§ TASK: Please write out the full listing beneath this line exactly, skipping its images.

§ EXTRACTED INFORMATION:

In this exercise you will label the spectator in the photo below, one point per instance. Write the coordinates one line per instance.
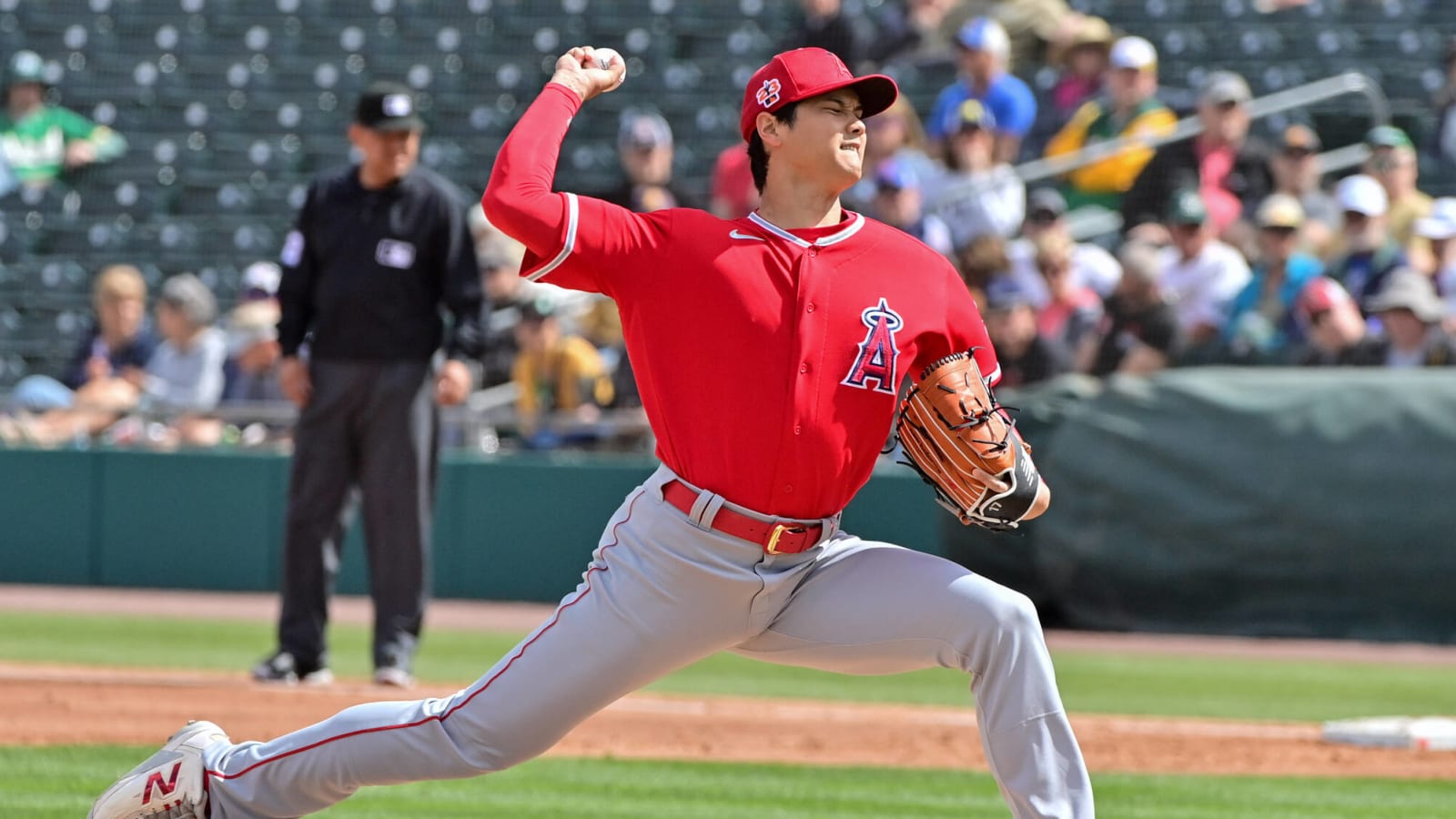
(184, 376)
(254, 354)
(500, 259)
(118, 339)
(1072, 310)
(899, 205)
(1132, 109)
(977, 196)
(1139, 329)
(380, 249)
(733, 191)
(982, 261)
(1394, 164)
(40, 140)
(914, 34)
(823, 24)
(1026, 356)
(1441, 230)
(645, 152)
(1200, 273)
(1295, 169)
(1411, 317)
(1228, 167)
(985, 77)
(895, 133)
(1261, 321)
(1091, 266)
(1084, 67)
(1445, 106)
(1334, 329)
(186, 373)
(1370, 251)
(555, 373)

§ RESULT FOR THIS TASK:
In this exercise you will label the spectator in the photo below, one point per instance. Write the coordinates one line per instance.
(184, 376)
(254, 354)
(500, 259)
(118, 339)
(1072, 310)
(899, 205)
(1132, 109)
(977, 196)
(1139, 329)
(380, 249)
(733, 191)
(982, 261)
(1394, 164)
(40, 140)
(914, 34)
(823, 24)
(1026, 356)
(1441, 230)
(645, 152)
(1200, 273)
(1295, 169)
(1411, 317)
(1228, 167)
(985, 77)
(895, 133)
(1261, 321)
(1091, 266)
(1084, 67)
(1445, 106)
(1334, 329)
(186, 373)
(1370, 251)
(555, 373)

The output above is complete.